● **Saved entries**
= = =
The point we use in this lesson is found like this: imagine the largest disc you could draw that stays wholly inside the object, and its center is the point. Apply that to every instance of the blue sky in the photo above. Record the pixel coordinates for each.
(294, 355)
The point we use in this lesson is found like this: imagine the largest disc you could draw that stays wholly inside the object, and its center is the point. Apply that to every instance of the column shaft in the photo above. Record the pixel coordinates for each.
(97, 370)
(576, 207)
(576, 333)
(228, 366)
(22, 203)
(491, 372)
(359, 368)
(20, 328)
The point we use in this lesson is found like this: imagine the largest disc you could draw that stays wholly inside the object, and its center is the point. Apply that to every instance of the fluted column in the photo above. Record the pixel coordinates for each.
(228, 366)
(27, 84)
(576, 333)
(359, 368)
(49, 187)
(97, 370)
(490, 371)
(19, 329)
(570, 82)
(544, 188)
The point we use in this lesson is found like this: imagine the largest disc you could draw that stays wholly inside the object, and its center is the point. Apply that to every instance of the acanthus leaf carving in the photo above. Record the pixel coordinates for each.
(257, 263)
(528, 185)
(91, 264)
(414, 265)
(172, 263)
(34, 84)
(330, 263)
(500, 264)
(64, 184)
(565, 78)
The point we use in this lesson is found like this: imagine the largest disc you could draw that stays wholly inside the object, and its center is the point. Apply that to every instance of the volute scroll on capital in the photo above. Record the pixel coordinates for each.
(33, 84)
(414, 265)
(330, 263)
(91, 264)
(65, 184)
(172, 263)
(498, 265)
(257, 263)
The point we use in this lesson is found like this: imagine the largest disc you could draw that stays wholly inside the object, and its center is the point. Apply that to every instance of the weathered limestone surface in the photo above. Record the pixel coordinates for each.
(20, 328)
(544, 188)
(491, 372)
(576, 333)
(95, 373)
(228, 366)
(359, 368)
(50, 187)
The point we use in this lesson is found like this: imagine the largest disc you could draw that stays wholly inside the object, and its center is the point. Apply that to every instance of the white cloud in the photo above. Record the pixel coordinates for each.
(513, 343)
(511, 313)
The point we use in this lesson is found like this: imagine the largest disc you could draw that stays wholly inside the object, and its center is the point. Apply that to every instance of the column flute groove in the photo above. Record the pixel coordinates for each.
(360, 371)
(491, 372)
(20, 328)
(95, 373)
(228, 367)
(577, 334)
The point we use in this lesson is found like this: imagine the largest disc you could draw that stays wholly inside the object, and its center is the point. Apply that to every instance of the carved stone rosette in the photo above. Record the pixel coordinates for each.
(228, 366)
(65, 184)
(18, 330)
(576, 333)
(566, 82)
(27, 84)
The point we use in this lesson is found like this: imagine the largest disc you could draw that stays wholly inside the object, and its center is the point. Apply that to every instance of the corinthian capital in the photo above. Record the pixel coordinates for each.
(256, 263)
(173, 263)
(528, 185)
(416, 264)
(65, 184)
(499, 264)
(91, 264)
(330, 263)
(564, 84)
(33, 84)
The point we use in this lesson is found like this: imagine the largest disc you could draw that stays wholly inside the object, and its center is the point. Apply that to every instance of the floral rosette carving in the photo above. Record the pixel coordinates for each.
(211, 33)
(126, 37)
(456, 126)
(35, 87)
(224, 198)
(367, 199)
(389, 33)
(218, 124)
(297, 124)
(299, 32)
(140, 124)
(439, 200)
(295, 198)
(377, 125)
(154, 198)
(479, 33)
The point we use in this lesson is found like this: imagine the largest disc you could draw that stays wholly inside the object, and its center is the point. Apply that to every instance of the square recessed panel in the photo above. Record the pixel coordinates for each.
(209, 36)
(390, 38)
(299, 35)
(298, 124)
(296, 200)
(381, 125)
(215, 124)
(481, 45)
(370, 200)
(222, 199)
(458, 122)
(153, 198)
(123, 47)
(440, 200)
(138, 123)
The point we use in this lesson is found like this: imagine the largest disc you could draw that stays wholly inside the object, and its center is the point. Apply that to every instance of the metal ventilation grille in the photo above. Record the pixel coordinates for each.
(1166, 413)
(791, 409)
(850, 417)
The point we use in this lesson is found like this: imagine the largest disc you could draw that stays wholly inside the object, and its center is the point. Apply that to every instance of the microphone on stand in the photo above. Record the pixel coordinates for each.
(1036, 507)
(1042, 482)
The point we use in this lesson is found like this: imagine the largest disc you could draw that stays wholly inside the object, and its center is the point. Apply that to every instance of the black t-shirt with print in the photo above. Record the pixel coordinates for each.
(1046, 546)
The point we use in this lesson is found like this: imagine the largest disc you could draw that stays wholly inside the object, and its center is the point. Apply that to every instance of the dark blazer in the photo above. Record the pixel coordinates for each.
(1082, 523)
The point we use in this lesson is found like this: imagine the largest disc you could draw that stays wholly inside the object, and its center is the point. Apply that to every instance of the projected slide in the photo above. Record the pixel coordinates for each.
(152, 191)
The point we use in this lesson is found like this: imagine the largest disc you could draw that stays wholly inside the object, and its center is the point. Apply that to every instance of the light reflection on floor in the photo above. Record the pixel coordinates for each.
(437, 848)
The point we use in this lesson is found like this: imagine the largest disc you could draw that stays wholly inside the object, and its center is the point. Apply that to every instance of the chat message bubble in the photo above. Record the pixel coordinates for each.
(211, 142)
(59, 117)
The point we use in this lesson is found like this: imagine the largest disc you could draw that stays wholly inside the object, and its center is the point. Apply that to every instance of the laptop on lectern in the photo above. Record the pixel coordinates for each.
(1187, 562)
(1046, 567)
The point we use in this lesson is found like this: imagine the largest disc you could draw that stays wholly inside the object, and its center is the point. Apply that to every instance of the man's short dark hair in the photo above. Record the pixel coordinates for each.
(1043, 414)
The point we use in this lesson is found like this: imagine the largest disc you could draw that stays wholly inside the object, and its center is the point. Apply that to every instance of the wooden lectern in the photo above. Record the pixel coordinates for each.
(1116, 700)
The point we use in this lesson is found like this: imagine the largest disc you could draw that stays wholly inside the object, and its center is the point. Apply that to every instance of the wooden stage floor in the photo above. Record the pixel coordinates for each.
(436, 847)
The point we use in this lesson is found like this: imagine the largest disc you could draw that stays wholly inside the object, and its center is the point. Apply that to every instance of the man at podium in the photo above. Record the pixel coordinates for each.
= = =
● **PROBLEM REQUIREMENTS**
All records above are to be printed exactly, with nothing omitted.

● **OUTPUT BELOW**
The point we use in this lesson is found like this: imagine the largest disc you could draw that stays wholly inside the object, and its center is the point. Apply that to every instance of the blue sky in the photo above. Record the pixel coordinates for each.
(294, 355)
The point we use in this lesson is found like this: imagine the largest disc you could draw that stays wholly inside the object, and its center is the point. Apply that to every instance of the column shaft in the photo above. Record the pixel coordinates for each.
(97, 370)
(576, 207)
(576, 333)
(228, 366)
(22, 203)
(491, 372)
(359, 368)
(20, 328)
The point we use in this lesson is found like this: imagine the largest disc you could draw that stays wholly inside the object, and its center is the point. Apply that to every instance of the fluted column in the photo above. Record the pixel coordinates for each.
(228, 366)
(27, 84)
(576, 333)
(359, 368)
(49, 187)
(97, 370)
(490, 371)
(19, 329)
(570, 82)
(544, 188)
The point we use in this lesson is found like this: imagine the largest disc you could draw that stays wholly inside the object, and its center is the point. Apply that to every instance of the acanthus leaf carving in the photo above. Record the pixel coordinates for each.
(257, 263)
(528, 185)
(91, 264)
(414, 265)
(172, 263)
(34, 84)
(330, 263)
(500, 264)
(64, 184)
(565, 78)
The point we use in this lesson is found like this: imagine the largest disc you could draw that stays wholly inside the object, and its center is the point. Apply that to every instance of the volute scroll on capital in the photo above. Record the pixel coordinates for each.
(33, 84)
(414, 265)
(330, 263)
(91, 264)
(65, 184)
(172, 263)
(498, 265)
(257, 263)
The point we use in this lesson is found like this: imagine the largest disc you could draw that stays wholly inside the object, and its center is the point. Apply that to every instance of the weathered limestone surface in the photo above. Record the pixel coordinates for each.
(20, 328)
(544, 188)
(491, 372)
(576, 333)
(95, 373)
(228, 366)
(359, 368)
(50, 187)
The point we use in this lesson is found like this: imagine the largest disc you could draw that stays wholly inside the object, and its center is the point. Apply that to every instance of the white cloud in the photo above. Record the pixel coordinates for each.
(513, 343)
(511, 313)
The point we use in this lesson is found like this: imagine the largest disc you could draw that stays wholly inside the object, and its center is the point. Apply that to every instance of the column flute groove in the photo above. Record the pixel coordinates for each.
(360, 371)
(491, 372)
(20, 328)
(95, 373)
(228, 367)
(577, 334)
The point we use in this lesson is found like this: imagine the largest disc you could draw that stays wholly inside the object, and its center is the point. Apply that to every instance of the carved stone rosette in the photo above. Record the pixel coordinates for each.
(228, 366)
(65, 184)
(18, 330)
(576, 333)
(566, 82)
(27, 84)
The point we use in this lesson is found like this: imagine the largest disc you could draw that stays wholly inside the object, and its center is the point. Apply that to every instance of the corinthian capital in the photo above. Record the pixel coordinates for each.
(256, 263)
(173, 263)
(528, 185)
(416, 264)
(65, 184)
(499, 264)
(91, 264)
(330, 263)
(564, 84)
(33, 84)
The point we use in this lesson is found like this: imagine the largest disc you could draw that stays wholly inside the object, and its center is the point. Apply that to every instance of the floral rosette carving in the photo above. Record the pixel coordinates for each.
(211, 33)
(126, 37)
(456, 126)
(35, 87)
(224, 198)
(367, 199)
(389, 33)
(218, 124)
(297, 124)
(299, 32)
(140, 124)
(439, 200)
(295, 198)
(377, 125)
(154, 198)
(479, 33)
The point we use in this lesson is found like this: imagine the largest disc you could draw that stays wholly inside the object, and its center is the point. Apply that to every instance of the square recessed panel in the photo above. Record the pixel coordinates for each.
(209, 36)
(390, 38)
(299, 35)
(298, 124)
(296, 200)
(381, 125)
(215, 124)
(481, 45)
(370, 200)
(222, 199)
(458, 122)
(153, 198)
(123, 47)
(440, 200)
(138, 123)
The point we use in this lesson is found like this: imagine the largest disc you could draw that stays wholly inside the object, and its center is the point. Apply that to every instance of the metal ventilation grille in the photo above. Record the pixel coordinates for each.
(1166, 413)
(791, 409)
(850, 417)
The point we use in this lesson is found like this: imagine the largest disc you could draw that stays wholly inside the object, and its center is the point. Apply that to every instance of the microphone on stand in the photo above. Record the pixel coordinates for each.
(1036, 507)
(1042, 482)
The point we use in this lesson is found like this: imagine the largest disc you could draw that stays wholly inside the object, and its center is the point. Apply that to every instance of the black t-shirt with print in the photo above. Record the pixel coordinates for each.
(1046, 546)
The point we use in this lesson is found like this: imagine the largest disc you could draw that stays wholly inside the object, and its center is the point. Apply that to every instance of the dark blazer in the photo above. Record the pixel coordinates for each.
(1082, 523)
The point we use in this lesson is found like this: imagine the largest disc you could draw that stays wholly inside the object, and its center is the point. Apply that to every instance of the projected slide in the photo above. Record the pixel coordinates for each.
(152, 191)
The point we use in this lesson is found like this: imagine the largest disc you could draw that stays wholly inside the object, and its center is the point. Apply that to every instance of the light reflection on floor in the photo above. Record the pixel coordinates for each.
(437, 848)
The point we use in this lesson is found like this: imagine the largest disc you could draw that stays wholly inside the object, and its center is the point. Apply that to every instance of the chat message bubble in the photo above. Record the pixel coordinates for each.
(211, 142)
(59, 117)
The point we use in this lesson is found like this: imagine the largest disc you could draw that stays wholly inside the object, and its center is the point. Apply that to every instance of the laptop on lectern in the photo above. Record the pixel coordinates for each.
(1187, 562)
(1046, 567)
The point we use in this lesson is found like this: imagine the largest disc you could draw that stays wholly inside the object, and its center is the point. Apply that to every instance of the man's short dark hair in the photo above. Record the pixel coordinates for each.
(1043, 414)
The point we use in this lesson is found like this: imagine the largest disc you could draw that stays wholly inside the object, and its center is the point. Apply that to every instance of the wooden lectern in the photo above. Record the pixel coordinates for each.
(1116, 700)
The point we use in this lesson is found like this: imagine the largest disc you could draw that stays wholly inside the object, and its center is the point. Apply that to every instance of the wooden stage floor in the photo above. Record the pixel coordinates for each.
(436, 847)
The point we use in this lesson is found like this: imagine the largest disc you could draw that stays wholly inside the object, and its center is the point. Apply that to every instance of the man at podium in the photo above. Record the pixel coordinates for each.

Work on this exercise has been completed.